Requirement –
An exact copy of the lines from the one containing "As a warehouse robot's perception module, locate yellow trim" through the last line below is required; include both of those lines and no others.

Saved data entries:
===============

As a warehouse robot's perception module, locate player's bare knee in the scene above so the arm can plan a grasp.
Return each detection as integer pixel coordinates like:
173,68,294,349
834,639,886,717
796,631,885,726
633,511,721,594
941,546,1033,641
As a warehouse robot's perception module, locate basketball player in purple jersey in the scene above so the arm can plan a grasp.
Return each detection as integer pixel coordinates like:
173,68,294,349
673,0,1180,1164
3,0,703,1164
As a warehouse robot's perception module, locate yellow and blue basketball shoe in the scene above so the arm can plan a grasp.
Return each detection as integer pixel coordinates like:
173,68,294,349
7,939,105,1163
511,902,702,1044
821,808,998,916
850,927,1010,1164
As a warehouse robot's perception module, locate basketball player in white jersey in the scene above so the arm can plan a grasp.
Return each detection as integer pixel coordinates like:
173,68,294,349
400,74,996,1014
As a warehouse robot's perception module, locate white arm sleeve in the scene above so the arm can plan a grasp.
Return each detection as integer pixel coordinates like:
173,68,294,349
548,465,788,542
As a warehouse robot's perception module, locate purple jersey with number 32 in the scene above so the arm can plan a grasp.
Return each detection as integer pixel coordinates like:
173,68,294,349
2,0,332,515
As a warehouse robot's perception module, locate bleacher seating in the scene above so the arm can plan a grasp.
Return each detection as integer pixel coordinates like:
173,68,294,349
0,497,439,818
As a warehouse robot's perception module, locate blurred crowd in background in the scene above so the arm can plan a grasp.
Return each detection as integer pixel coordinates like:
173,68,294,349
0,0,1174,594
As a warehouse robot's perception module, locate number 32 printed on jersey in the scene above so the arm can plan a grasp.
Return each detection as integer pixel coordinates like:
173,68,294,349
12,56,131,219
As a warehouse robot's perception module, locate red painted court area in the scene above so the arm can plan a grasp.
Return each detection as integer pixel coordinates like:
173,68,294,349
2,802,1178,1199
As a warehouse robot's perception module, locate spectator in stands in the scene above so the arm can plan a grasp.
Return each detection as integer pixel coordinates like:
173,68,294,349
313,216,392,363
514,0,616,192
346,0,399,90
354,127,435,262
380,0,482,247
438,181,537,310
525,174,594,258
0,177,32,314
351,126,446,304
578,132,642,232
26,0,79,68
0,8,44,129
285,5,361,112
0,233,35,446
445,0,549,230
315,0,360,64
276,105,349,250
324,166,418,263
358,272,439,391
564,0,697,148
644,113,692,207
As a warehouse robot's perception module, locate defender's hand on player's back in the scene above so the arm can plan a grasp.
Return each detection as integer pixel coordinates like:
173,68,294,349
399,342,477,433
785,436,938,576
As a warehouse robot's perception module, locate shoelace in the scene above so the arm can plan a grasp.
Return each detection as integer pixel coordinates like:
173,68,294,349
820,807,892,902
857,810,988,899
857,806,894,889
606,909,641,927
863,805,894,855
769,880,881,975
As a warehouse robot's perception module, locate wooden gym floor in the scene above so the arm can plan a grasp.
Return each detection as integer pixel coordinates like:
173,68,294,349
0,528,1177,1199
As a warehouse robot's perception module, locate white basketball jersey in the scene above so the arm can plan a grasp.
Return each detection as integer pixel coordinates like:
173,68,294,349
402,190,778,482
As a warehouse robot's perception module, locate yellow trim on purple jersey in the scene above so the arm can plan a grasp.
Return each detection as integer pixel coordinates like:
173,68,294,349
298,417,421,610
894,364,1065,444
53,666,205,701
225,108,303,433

===============

The answer –
As a warehouse robot's perception module, locate yellow trim on purple jersey in the scene above so the arm can plan a grasp.
Return each detection as integer pixel coordinates like:
173,68,294,349
298,417,421,610
894,364,1065,444
53,666,205,701
225,108,303,433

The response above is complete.